===== Material to process

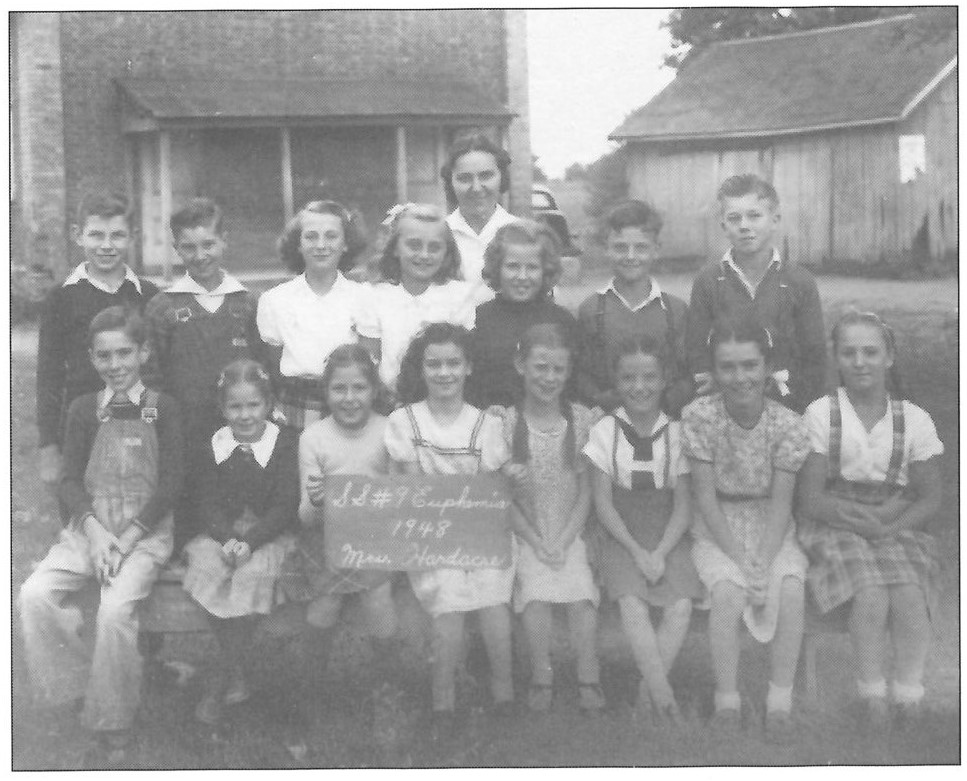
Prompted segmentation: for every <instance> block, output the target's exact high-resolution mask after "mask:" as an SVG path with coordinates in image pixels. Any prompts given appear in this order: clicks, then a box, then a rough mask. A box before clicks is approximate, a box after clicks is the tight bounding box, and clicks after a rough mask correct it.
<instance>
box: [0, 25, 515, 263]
mask: <svg viewBox="0 0 967 781" xmlns="http://www.w3.org/2000/svg"><path fill="white" fill-rule="evenodd" d="M11 19H12V22H11V24H12V30H11V69H12V74H11V75H12V82H11V83H12V91H11V111H12V123H11V124H12V129H13V136H12V140H13V162H14V165H13V186H12V206H13V209H12V214H13V218H14V222H15V225H14V230H15V235H17V236H19V237H20V241H19V244H20V247H19V249H20V254H21V256H22V257H21V259H22V261H23V262H25V263H41V264H43V265H45V266H47V267H48V268H51V269H52V270H53V271H54V273H55V275H56V276H57V277H61V276H63V274H64V273H66V270H67V269H68V268H69V267H70V266H71V264H72V263H73V262H75V261H76V260H77V259H78V258H77V257H76V256H75V257H72V256H71V255H70V246H69V242H68V240H67V235H68V225H69V223H70V221H71V216H72V214H73V212H74V210H75V209H76V205H77V203H78V201H79V198H80V195H81V194H82V192H83V191H84V190H86V189H88V188H91V187H112V188H115V189H119V190H124V191H127V192H128V194H129V195H130V197H131V198H132V199H133V200H134V202H135V203H136V204H137V206H138V211H139V214H140V237H139V241H138V242H137V246H136V247H135V251H134V257H133V258H132V260H133V262H134V263H135V264H139V265H140V266H141V267H142V268H144V269H145V270H146V271H147V272H149V273H150V272H156V273H158V272H164V273H165V274H166V275H170V274H171V273H172V262H173V252H172V250H171V249H170V241H169V239H168V234H167V230H166V227H165V226H166V225H167V222H168V218H169V216H170V214H171V211H172V208H173V207H177V204H178V203H179V202H181V201H182V200H184V199H186V198H188V197H191V196H194V195H205V196H209V197H213V198H215V199H216V200H217V201H218V202H219V203H221V204H222V205H223V207H224V208H225V211H226V224H227V229H228V230H229V232H230V235H231V239H232V240H231V246H232V248H233V255H234V258H235V262H236V263H237V264H238V265H239V266H241V267H242V268H246V267H247V268H255V267H257V266H264V264H265V263H266V262H267V261H269V260H270V259H271V258H273V257H274V247H273V245H274V240H275V238H276V237H277V236H278V234H279V231H280V230H281V228H282V226H283V224H284V221H285V219H286V217H287V216H289V215H291V214H292V212H293V210H294V209H296V208H298V206H299V205H300V204H301V203H303V202H304V201H306V200H308V199H310V198H313V197H331V198H335V199H337V200H340V201H342V202H344V203H346V204H348V205H350V206H351V207H353V208H355V209H357V210H359V211H360V212H361V213H362V214H363V216H364V218H365V220H366V223H367V225H369V226H370V228H371V230H370V232H371V233H372V226H375V225H376V224H377V223H378V221H379V218H380V217H381V215H382V213H383V211H384V210H385V209H386V208H388V207H389V206H391V205H392V204H393V203H396V202H402V201H404V200H425V201H431V202H436V203H440V204H443V202H444V193H443V188H442V184H441V182H440V177H439V169H440V165H441V163H442V161H443V155H444V153H445V150H446V148H447V146H448V145H449V143H450V141H451V140H452V139H453V137H454V135H455V134H457V133H458V132H460V131H461V130H463V129H466V128H470V127H474V128H481V129H484V130H485V131H487V132H489V133H491V134H492V135H493V137H494V138H496V139H499V140H501V142H502V143H503V144H504V145H505V147H506V148H507V149H508V151H509V152H510V154H511V158H512V160H513V167H512V170H511V190H510V193H509V195H508V200H509V203H508V205H509V207H510V208H511V209H513V210H514V211H515V212H517V213H520V214H524V213H526V210H527V209H528V208H529V200H530V198H529V193H530V184H531V155H530V141H529V128H528V99H527V59H526V48H525V28H524V24H525V21H524V14H523V12H521V11H504V10H434V11H386V10H381V11H207V12H203V11H200V12H182V13H166V12H153V13H149V12H144V13H142V12H113V13H109V12H79V13H19V14H12V15H11Z"/></svg>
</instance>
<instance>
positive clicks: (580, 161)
mask: <svg viewBox="0 0 967 781" xmlns="http://www.w3.org/2000/svg"><path fill="white" fill-rule="evenodd" d="M668 11H669V9H628V8H617V9H611V10H598V9H563V10H552V9H538V10H529V11H528V12H527V45H528V50H527V54H528V63H527V64H528V69H529V81H530V113H531V148H532V151H533V153H534V154H536V155H537V156H538V164H539V165H540V166H541V168H542V169H543V170H544V172H545V173H546V174H547V175H548V176H550V177H552V178H553V177H559V176H561V175H562V174H563V173H564V169H565V168H567V166H569V165H570V164H571V163H574V162H579V163H582V164H586V163H590V162H593V161H594V160H596V159H597V158H598V157H600V156H601V155H602V154H604V153H605V152H607V151H608V150H609V149H612V148H613V146H614V144H613V143H612V142H610V141H608V134H609V133H610V132H611V131H612V130H614V129H615V128H616V127H618V125H620V124H621V121H622V120H623V119H624V118H625V117H626V116H627V115H628V114H629V113H631V112H632V111H633V110H634V109H636V108H639V107H640V106H643V105H645V103H647V102H648V101H649V99H650V98H651V97H653V96H654V95H655V94H657V93H658V92H660V91H661V90H662V89H663V88H664V87H665V86H666V85H667V84H668V82H670V81H671V80H672V78H673V77H674V75H675V74H674V71H671V70H669V69H668V68H664V67H662V64H661V63H662V58H663V56H664V54H665V53H666V52H667V51H668V49H669V45H670V40H671V39H670V36H669V35H668V31H667V30H662V29H659V24H660V22H661V21H662V19H664V18H665V17H666V16H667V15H668Z"/></svg>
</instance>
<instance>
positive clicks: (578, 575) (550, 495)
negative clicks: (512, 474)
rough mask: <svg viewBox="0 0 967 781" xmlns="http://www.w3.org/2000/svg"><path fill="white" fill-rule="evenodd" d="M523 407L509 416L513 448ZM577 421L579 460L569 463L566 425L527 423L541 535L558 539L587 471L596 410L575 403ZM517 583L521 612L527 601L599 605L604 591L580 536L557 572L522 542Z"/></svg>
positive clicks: (509, 446) (531, 490)
mask: <svg viewBox="0 0 967 781" xmlns="http://www.w3.org/2000/svg"><path fill="white" fill-rule="evenodd" d="M519 414H520V413H519V411H518V410H517V409H516V408H514V407H511V408H509V409H508V410H507V412H506V414H505V417H504V438H505V441H506V442H507V446H508V448H510V447H511V443H512V442H513V439H514V430H515V428H516V426H517V419H518V415H519ZM571 415H572V420H573V421H574V440H575V451H574V454H573V456H574V463H573V466H571V467H570V468H569V467H568V466H567V465H566V463H565V457H564V441H565V434H566V433H567V424H566V423H564V424H563V425H561V426H560V427H559V428H558V429H556V430H554V431H547V432H544V431H539V430H538V429H535V428H534V427H533V426H528V427H527V440H528V443H527V444H528V450H529V451H530V461H529V462H528V467H529V468H530V478H531V479H530V484H529V488H530V490H529V491H528V492H527V495H526V496H525V497H523V498H524V501H525V502H527V503H528V504H529V505H530V512H531V513H532V515H531V517H532V518H534V519H535V520H536V524H537V529H538V531H539V532H540V534H541V536H543V537H545V538H547V537H553V536H554V535H557V534H559V533H560V532H561V530H562V529H563V528H564V527H565V526H566V525H567V523H568V520H569V518H570V514H571V511H572V510H573V508H574V503H575V502H576V501H577V497H578V476H579V475H580V474H581V473H583V472H584V470H585V469H587V465H586V464H585V462H584V459H583V458H581V451H582V450H583V448H584V445H585V443H586V442H587V441H588V431H589V429H590V427H591V420H592V418H591V412H590V410H588V409H587V408H586V407H582V406H580V405H578V404H572V405H571ZM519 550H520V558H519V560H518V562H517V581H516V584H515V587H514V610H516V611H517V612H518V613H520V612H522V611H523V610H524V608H525V607H526V606H527V603H528V602H534V601H537V602H560V603H567V602H580V601H581V600H585V599H586V600H589V601H590V602H592V603H593V604H594V605H595V606H597V604H598V602H599V600H600V595H599V593H598V587H597V586H596V585H595V583H594V574H593V573H592V572H591V565H590V564H589V562H588V552H587V547H586V546H585V544H584V540H583V539H582V537H581V535H580V534H578V535H577V536H576V537H575V538H574V542H572V543H571V545H570V547H569V548H568V549H567V551H566V552H565V560H564V566H563V567H562V568H561V569H559V570H555V569H552V568H551V567H549V566H548V565H547V564H545V563H544V562H542V561H541V560H540V559H538V558H537V554H536V553H535V552H534V550H533V548H531V546H530V545H528V544H527V542H526V541H525V542H523V543H522V544H521V546H520V548H519Z"/></svg>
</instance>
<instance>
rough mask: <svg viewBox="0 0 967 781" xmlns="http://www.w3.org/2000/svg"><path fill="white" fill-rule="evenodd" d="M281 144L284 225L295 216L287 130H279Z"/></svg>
mask: <svg viewBox="0 0 967 781" xmlns="http://www.w3.org/2000/svg"><path fill="white" fill-rule="evenodd" d="M279 132H280V136H279V138H280V140H281V142H282V211H283V212H284V213H285V221H286V223H288V222H289V220H291V219H292V217H293V216H294V215H295V203H294V201H293V196H292V137H291V135H290V134H289V128H287V127H283V128H280V129H279Z"/></svg>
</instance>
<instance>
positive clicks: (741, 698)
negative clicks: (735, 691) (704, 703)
mask: <svg viewBox="0 0 967 781" xmlns="http://www.w3.org/2000/svg"><path fill="white" fill-rule="evenodd" d="M741 707H742V698H741V697H739V693H738V692H715V710H716V711H720V710H739V709H740V708H741Z"/></svg>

==========

Required work
The required output is the stretch of entries above from the line containing "negative clicks: (512, 474)" through the line containing "407L509 416L513 448ZM577", reproduced exactly.

Your response
negative clicks: (512, 474)
rough mask: <svg viewBox="0 0 967 781" xmlns="http://www.w3.org/2000/svg"><path fill="white" fill-rule="evenodd" d="M523 407L509 416L513 448ZM577 421L579 460L569 463L566 425L527 423L541 535L558 539L587 471L596 410L575 403ZM517 583L521 612L527 601L599 605L604 591L580 536L557 572L522 542Z"/></svg>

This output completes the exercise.